## [PROVIDED TEXT]
Introduction

Hyponatremia is a common disorder of water imbalance that is typically defined as a sodium concentration (Na) < 136 mmol/L [1]. Hyponatremia is not itself a disease, but rather a manifestation of pathological conditions that frequently pose diagnostic dilemmas partly based on the patient’s volume status [2]. Safe hyponatremia management vastly differs when the disorder is acute (< 48 hours duration) versus chronic (> 48 hours duration). Furthermore, acute overcorrection can cause devastating neurological sequelae including osmotic demyelination syndrome [2]. Balancing treatment of symptomatic hyponatremia with the risk of overcorrection requires a deliberate approach to both diagnosis and therapy. Appreciating that patients with chronic hyponatremia may also have a reset osmostat warrants assessment of both urine concentrating and diluting capacity, refines the target for hyponatremia correction, and promotes patient safety.

## [INPUT DATA]
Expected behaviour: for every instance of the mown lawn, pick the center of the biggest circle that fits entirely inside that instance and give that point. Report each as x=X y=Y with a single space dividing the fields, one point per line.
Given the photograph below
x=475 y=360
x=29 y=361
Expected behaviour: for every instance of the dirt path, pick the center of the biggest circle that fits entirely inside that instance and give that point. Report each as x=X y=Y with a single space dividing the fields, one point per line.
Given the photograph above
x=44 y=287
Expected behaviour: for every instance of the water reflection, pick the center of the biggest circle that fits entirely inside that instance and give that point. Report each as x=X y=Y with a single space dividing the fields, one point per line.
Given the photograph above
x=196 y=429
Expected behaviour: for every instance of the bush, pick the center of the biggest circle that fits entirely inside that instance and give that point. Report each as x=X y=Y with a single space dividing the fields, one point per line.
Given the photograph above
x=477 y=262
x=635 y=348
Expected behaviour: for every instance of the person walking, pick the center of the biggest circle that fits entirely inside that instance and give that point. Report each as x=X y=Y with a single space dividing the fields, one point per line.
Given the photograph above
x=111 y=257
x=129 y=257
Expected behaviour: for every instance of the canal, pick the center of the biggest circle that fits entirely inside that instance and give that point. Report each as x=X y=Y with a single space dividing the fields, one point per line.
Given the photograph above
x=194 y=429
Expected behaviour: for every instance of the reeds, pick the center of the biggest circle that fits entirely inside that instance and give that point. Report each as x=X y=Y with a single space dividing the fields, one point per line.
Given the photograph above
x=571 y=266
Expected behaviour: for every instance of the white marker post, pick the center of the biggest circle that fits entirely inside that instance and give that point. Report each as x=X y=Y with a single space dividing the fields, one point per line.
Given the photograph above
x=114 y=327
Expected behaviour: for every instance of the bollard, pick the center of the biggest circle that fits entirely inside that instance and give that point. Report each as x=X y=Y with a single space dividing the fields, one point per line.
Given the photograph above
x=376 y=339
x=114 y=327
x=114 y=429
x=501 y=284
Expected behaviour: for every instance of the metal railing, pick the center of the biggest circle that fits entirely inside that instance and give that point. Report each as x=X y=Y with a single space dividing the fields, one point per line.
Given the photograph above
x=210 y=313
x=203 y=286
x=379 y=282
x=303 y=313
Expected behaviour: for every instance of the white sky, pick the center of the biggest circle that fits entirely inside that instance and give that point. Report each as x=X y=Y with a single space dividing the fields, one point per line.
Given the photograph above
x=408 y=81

* * *

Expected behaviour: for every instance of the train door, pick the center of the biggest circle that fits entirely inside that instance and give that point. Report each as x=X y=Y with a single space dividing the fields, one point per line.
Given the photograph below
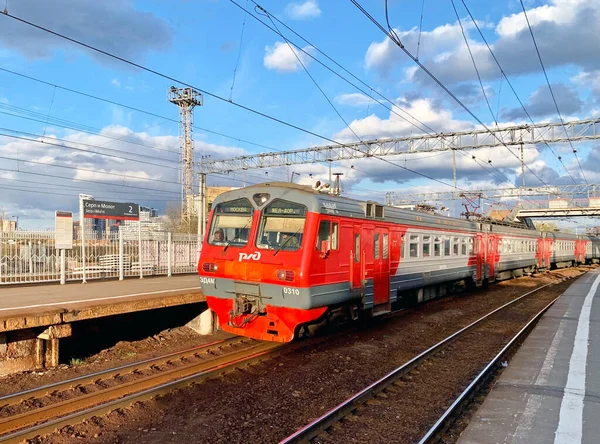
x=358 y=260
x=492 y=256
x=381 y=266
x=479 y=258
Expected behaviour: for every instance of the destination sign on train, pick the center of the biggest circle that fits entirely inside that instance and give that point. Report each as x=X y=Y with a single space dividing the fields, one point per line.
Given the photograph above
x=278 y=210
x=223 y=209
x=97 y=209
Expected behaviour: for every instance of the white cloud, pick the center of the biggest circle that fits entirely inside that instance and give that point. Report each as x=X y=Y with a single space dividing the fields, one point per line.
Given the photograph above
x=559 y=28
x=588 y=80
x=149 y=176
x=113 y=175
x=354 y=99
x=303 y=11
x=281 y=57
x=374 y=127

==

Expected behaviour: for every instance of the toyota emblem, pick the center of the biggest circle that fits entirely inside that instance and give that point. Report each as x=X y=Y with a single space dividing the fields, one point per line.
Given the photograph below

## [WHAT THE TASK REQUIRES]
In the introduction on hyponatremia, what sodium concentration typically defines the disorder?

## [ANSWER BOX]
A sodium concentration below 136 mmol/L.